## PROBLEM DETAILS
Write each line exactly as it stands, from the line containing "Where can you spot the blue cloth" through the end of the data.

## DATA FOR THE TASK
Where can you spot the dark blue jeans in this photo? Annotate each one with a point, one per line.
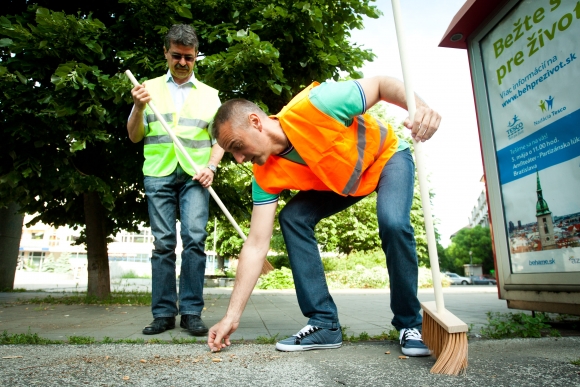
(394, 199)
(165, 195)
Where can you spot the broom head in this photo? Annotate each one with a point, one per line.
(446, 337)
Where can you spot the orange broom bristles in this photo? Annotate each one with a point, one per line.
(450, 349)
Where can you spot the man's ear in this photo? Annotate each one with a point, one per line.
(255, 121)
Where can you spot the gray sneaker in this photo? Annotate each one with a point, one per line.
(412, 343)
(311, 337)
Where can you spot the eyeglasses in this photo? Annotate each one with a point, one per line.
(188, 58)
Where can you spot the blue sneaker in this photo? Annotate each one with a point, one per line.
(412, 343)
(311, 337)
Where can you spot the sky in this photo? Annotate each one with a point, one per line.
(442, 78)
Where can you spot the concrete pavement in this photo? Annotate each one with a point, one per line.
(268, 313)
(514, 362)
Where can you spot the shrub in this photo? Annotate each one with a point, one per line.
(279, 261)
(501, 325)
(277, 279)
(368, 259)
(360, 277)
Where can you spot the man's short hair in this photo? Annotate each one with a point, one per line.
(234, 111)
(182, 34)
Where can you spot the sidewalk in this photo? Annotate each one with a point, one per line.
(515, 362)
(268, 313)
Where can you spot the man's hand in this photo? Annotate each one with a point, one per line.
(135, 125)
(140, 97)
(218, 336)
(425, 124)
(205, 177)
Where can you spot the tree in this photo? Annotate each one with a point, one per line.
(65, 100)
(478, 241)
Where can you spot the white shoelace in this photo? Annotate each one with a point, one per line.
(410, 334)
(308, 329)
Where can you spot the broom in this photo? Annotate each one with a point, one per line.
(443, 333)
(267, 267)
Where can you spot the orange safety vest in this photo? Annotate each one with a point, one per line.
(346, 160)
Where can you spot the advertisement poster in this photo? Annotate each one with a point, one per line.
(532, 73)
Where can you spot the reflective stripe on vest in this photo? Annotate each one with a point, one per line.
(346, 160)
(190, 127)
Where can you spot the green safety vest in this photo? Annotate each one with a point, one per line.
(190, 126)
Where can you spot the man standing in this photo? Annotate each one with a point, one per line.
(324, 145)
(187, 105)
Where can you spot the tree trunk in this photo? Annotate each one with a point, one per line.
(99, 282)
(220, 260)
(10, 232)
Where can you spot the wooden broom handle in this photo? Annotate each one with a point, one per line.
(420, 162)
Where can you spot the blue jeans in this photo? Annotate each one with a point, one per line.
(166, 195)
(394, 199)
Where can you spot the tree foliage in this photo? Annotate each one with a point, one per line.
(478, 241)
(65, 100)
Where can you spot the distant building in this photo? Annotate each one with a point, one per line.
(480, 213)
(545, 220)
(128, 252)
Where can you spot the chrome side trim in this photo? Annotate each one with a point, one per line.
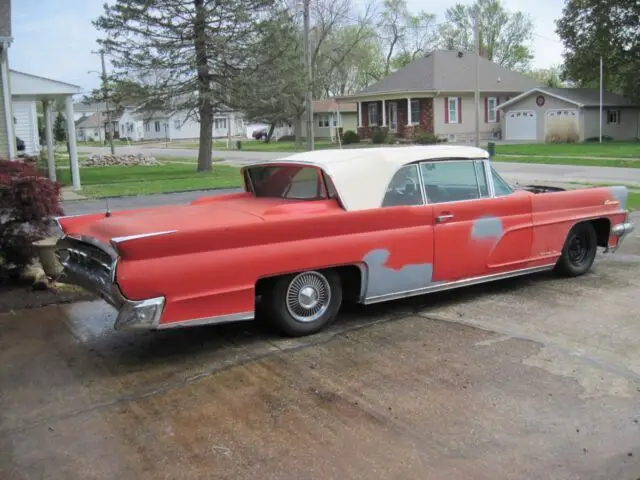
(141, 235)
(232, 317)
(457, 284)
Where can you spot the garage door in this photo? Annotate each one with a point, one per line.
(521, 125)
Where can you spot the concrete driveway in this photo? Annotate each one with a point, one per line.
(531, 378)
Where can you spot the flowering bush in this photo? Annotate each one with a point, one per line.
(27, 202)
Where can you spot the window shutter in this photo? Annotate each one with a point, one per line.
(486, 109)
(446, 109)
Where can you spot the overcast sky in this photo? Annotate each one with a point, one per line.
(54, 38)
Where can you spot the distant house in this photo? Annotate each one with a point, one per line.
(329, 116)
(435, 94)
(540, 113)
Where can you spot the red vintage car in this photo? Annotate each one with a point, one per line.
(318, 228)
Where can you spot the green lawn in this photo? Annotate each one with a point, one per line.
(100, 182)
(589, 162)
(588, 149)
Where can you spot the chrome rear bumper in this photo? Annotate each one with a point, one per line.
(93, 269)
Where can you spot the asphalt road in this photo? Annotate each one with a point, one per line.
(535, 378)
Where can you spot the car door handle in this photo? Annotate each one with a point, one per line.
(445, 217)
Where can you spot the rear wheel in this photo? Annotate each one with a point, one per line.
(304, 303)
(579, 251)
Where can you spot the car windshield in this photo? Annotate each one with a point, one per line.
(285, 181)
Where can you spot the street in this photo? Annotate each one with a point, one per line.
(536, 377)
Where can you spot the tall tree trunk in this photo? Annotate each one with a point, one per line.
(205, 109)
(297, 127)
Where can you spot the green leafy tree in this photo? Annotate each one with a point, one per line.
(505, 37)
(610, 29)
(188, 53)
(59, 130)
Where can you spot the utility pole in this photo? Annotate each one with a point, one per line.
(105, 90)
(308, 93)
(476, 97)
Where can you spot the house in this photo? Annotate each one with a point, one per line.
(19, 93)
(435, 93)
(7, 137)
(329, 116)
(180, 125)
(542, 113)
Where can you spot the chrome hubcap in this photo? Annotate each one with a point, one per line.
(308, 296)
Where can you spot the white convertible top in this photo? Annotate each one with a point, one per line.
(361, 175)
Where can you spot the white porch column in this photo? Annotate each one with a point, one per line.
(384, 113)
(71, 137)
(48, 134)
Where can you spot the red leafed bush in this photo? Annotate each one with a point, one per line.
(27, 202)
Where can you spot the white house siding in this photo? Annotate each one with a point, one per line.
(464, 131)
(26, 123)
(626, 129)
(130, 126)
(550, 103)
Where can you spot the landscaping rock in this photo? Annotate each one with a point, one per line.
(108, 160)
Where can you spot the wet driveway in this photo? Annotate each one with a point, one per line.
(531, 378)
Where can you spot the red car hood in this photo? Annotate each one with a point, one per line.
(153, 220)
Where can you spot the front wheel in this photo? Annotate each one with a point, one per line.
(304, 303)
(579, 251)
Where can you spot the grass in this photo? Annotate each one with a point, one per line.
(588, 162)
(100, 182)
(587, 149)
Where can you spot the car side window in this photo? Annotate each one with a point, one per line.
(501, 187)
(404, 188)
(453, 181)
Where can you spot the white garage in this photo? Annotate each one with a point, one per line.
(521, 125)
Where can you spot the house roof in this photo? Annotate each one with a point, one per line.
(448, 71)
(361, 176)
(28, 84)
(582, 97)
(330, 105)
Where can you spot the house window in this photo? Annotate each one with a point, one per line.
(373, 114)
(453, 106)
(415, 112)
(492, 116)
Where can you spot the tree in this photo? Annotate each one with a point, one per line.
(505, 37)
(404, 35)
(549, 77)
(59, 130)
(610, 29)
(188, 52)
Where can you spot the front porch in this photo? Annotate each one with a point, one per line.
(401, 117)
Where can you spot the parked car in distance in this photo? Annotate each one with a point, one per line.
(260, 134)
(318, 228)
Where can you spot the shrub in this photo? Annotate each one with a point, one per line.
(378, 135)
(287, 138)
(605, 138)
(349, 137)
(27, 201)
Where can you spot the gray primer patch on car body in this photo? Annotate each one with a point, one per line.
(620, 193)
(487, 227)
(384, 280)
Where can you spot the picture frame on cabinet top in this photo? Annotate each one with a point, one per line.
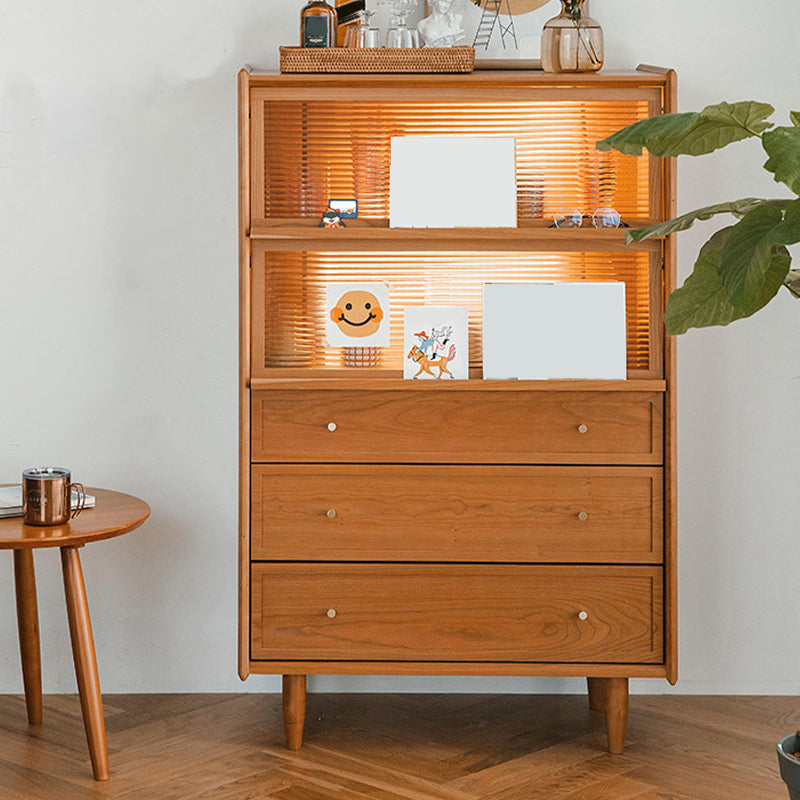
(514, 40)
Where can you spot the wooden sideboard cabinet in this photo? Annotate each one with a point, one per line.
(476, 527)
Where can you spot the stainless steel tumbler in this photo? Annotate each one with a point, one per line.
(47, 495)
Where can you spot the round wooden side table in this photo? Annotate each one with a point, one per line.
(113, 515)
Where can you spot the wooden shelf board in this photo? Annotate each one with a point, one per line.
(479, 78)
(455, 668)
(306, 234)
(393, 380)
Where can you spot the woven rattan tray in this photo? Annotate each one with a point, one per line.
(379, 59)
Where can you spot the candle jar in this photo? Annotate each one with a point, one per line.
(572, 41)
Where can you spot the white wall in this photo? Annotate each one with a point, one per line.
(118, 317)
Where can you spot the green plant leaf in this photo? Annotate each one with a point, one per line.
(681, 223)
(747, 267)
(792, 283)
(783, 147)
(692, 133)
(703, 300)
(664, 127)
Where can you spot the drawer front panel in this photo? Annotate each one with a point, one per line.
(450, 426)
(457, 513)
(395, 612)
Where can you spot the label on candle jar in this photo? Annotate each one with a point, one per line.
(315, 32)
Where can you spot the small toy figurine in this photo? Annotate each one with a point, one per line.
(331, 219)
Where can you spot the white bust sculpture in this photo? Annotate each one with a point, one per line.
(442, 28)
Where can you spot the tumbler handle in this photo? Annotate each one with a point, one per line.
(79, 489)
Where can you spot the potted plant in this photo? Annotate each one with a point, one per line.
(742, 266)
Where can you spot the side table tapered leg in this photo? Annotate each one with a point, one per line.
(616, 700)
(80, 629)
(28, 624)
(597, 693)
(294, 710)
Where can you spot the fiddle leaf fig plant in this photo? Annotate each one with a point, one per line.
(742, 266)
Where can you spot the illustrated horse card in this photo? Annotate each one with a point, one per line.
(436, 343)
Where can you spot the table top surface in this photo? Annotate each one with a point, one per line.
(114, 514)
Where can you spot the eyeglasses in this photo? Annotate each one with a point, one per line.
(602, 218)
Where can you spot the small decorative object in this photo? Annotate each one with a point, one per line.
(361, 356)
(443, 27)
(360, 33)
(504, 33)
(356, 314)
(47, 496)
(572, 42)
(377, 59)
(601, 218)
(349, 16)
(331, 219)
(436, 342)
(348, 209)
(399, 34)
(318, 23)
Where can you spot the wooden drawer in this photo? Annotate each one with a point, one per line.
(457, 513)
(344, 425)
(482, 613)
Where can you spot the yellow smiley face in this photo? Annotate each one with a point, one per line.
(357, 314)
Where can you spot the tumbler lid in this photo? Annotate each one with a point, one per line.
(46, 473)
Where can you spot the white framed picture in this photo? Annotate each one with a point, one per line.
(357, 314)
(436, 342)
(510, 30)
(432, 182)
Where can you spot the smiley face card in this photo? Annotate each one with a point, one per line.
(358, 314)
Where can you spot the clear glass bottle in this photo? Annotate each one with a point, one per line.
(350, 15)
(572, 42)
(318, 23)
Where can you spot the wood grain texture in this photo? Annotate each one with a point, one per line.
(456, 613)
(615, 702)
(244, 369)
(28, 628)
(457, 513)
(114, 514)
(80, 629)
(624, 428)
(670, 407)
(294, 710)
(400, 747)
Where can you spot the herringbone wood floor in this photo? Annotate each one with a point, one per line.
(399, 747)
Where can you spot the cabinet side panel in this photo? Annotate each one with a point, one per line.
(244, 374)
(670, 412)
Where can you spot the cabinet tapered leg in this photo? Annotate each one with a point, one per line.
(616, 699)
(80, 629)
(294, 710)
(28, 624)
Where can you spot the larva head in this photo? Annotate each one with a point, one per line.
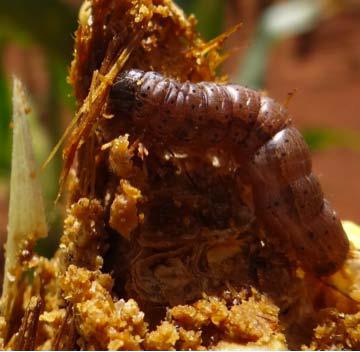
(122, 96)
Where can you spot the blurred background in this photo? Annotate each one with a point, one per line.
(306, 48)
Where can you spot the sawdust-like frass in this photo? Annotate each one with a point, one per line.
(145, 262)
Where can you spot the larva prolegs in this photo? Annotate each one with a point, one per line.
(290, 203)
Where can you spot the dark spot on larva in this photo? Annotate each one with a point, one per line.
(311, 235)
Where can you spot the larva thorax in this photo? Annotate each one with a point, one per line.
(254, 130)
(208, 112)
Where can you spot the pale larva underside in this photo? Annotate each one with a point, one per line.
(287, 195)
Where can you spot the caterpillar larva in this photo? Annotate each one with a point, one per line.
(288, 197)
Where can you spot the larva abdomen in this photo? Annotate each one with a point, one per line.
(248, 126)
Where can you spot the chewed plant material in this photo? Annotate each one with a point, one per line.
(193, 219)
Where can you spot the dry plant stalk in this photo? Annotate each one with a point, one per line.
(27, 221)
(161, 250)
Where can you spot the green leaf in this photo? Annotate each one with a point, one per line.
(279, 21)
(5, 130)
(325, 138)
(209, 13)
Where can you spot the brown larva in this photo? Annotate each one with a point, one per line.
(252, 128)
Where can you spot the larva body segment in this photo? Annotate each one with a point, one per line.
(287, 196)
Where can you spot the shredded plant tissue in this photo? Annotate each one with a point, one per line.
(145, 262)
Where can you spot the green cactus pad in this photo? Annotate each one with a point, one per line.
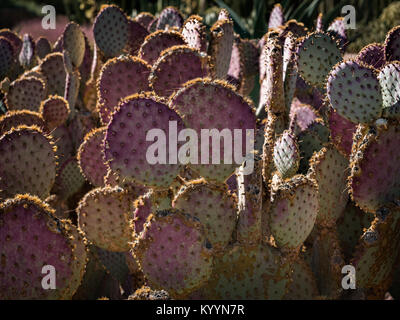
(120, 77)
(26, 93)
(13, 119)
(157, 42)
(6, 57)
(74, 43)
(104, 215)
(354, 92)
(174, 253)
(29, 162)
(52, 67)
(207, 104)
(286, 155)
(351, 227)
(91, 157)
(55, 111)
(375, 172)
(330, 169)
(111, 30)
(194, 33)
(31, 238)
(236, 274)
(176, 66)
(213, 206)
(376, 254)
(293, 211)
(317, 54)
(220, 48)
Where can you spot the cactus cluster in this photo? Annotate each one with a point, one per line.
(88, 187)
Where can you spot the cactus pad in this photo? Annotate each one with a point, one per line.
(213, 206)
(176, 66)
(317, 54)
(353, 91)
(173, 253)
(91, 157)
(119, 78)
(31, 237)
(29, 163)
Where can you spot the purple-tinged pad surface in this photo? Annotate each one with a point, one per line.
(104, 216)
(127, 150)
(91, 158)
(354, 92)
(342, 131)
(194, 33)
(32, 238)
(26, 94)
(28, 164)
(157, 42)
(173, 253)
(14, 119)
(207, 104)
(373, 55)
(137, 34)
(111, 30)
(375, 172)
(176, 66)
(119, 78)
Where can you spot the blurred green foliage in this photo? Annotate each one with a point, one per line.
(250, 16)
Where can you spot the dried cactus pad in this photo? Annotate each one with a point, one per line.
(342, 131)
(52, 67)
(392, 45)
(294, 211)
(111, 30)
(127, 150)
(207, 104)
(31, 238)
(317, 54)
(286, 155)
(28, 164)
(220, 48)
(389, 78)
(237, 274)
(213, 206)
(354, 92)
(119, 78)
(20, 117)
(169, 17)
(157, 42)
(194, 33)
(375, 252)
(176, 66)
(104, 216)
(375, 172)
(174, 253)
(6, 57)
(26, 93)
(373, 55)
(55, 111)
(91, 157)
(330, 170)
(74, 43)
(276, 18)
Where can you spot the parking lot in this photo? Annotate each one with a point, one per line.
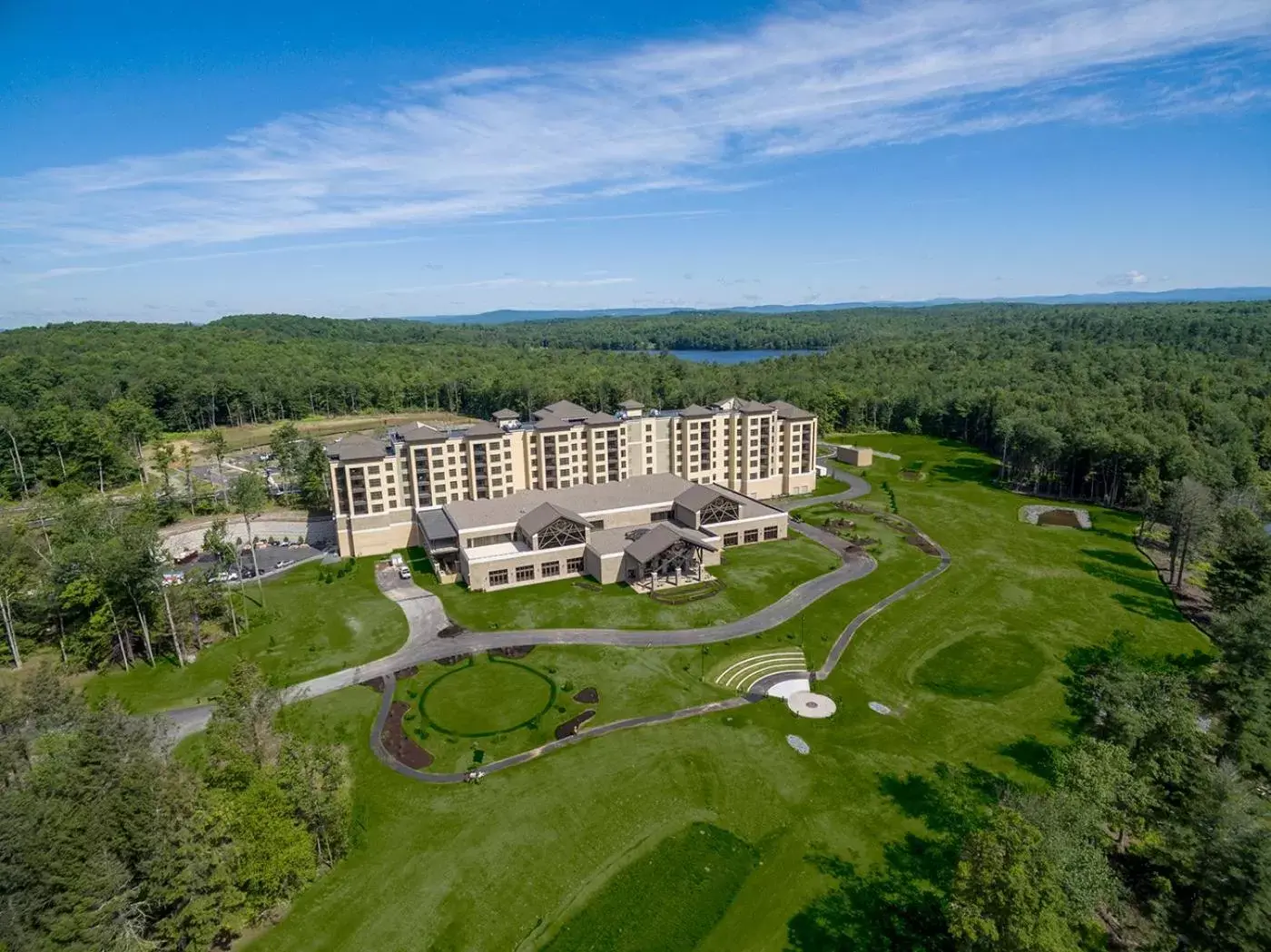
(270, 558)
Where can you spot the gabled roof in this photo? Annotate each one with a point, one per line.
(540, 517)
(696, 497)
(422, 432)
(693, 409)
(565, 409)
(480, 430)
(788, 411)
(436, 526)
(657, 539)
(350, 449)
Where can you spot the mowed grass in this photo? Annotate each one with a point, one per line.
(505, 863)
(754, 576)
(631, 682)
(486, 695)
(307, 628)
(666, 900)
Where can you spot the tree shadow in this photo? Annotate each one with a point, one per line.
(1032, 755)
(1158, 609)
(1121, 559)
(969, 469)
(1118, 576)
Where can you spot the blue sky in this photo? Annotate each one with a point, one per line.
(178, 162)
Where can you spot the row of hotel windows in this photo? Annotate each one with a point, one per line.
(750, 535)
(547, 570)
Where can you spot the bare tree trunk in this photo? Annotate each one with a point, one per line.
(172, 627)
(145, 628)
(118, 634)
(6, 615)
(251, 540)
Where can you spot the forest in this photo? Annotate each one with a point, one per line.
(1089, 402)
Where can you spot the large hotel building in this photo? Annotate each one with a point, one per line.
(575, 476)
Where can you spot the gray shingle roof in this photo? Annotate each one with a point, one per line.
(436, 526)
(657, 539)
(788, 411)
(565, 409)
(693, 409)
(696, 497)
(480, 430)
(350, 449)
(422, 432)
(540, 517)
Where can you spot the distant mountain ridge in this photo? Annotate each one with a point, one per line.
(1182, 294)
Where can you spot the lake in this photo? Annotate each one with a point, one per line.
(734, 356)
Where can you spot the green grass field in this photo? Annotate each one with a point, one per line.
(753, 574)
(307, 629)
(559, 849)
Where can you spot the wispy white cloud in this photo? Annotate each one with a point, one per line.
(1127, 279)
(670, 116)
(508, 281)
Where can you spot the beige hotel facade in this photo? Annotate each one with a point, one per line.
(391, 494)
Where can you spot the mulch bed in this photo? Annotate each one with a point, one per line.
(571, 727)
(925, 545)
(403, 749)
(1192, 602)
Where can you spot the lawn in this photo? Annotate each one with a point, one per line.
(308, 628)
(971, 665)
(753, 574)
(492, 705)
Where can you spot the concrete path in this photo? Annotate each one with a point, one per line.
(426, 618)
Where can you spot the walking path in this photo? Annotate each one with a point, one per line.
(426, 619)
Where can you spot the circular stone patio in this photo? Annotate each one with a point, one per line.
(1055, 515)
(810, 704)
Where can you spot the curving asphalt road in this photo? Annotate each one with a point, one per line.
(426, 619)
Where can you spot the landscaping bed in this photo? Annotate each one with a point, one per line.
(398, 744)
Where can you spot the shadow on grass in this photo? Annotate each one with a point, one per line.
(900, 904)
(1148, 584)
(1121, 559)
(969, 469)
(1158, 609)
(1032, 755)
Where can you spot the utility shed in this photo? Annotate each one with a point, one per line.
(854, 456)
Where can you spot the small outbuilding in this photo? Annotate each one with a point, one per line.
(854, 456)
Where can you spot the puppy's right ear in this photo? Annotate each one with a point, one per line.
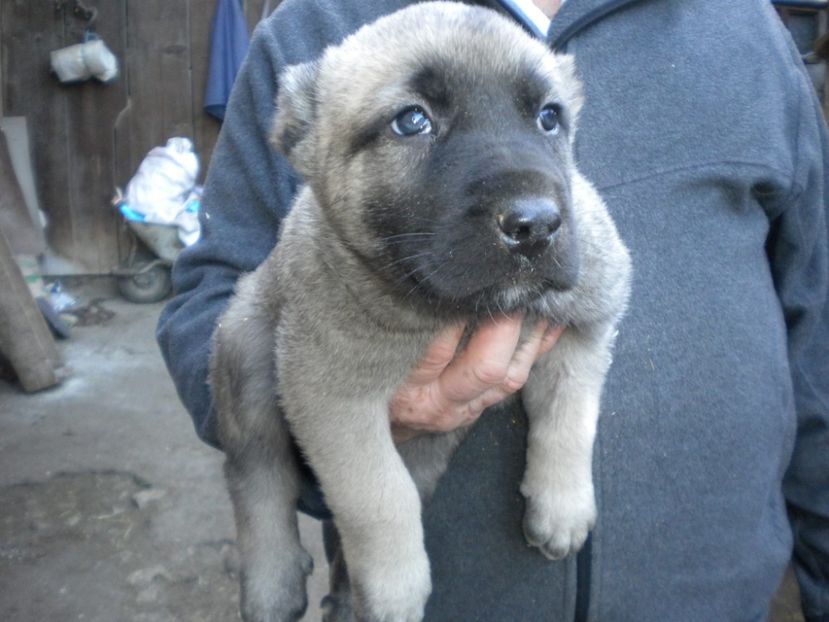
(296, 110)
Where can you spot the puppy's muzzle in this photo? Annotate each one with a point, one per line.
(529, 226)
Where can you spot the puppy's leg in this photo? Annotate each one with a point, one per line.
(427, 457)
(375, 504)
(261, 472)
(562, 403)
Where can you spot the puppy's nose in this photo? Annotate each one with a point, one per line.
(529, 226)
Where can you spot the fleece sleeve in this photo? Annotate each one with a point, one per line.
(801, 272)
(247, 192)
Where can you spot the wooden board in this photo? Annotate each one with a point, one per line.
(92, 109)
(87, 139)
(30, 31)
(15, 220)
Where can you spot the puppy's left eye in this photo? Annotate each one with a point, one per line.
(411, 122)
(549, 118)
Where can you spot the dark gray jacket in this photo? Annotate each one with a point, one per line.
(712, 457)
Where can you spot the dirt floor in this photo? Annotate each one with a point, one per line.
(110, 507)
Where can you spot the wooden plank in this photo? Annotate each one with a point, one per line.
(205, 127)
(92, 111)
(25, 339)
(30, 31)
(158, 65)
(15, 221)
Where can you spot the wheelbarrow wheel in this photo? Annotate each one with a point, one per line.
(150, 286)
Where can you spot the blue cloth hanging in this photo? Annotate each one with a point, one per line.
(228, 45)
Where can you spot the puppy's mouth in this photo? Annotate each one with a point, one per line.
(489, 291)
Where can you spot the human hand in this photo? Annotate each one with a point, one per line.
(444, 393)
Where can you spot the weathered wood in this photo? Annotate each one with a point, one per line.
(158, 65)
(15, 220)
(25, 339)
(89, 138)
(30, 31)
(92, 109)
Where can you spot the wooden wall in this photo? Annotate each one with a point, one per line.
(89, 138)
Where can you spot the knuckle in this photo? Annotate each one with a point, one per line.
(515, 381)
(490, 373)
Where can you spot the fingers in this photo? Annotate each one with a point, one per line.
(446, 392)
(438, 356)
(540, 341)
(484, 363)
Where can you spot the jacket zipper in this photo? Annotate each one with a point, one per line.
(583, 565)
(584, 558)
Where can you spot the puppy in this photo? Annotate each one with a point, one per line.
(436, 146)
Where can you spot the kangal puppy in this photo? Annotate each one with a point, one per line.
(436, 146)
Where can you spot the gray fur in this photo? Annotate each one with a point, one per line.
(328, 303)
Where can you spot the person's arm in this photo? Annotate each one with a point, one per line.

## WRITTEN ANSWER
Where can you spot the blue cloth hanging in this photo? Annotate each one with a point, one per line.
(228, 45)
Where can you spot the puppy's mouth in this photo? Annotate each one with a point, one per line.
(489, 291)
Where can you spot the human hand in this photo? Annotate each one with a point, one per line.
(444, 393)
Where can you spot the weathered wood in this photo? Annotate each one with a point, one per line.
(158, 65)
(15, 220)
(25, 339)
(89, 138)
(30, 31)
(92, 109)
Where can you spot the wooden wall in this photo? Annotate each one with a point, one per line.
(89, 138)
Where can you spot the knuckle in this photo? Annotate each one with a point, one per line.
(515, 381)
(490, 373)
Where can you spot the fingers in this photo? Annotate each one with a point, one per line.
(446, 392)
(438, 356)
(540, 341)
(484, 363)
Where can you spot the jacket zipper in this photo? Annotate each one with a point, one per line.
(583, 565)
(584, 558)
Where can you spot the puppy in this photo? Annotate each one with a point, one per line.
(436, 146)
Where can you spot the kangal puppy in this photo? Annotate each one with a point, one per line.
(436, 146)
Where can you spot the gray fur in this photo? Annotate each one with a point, one per line.
(328, 303)
Where can you spot the person's arm in this photo? Annotate each one with a point, one per line.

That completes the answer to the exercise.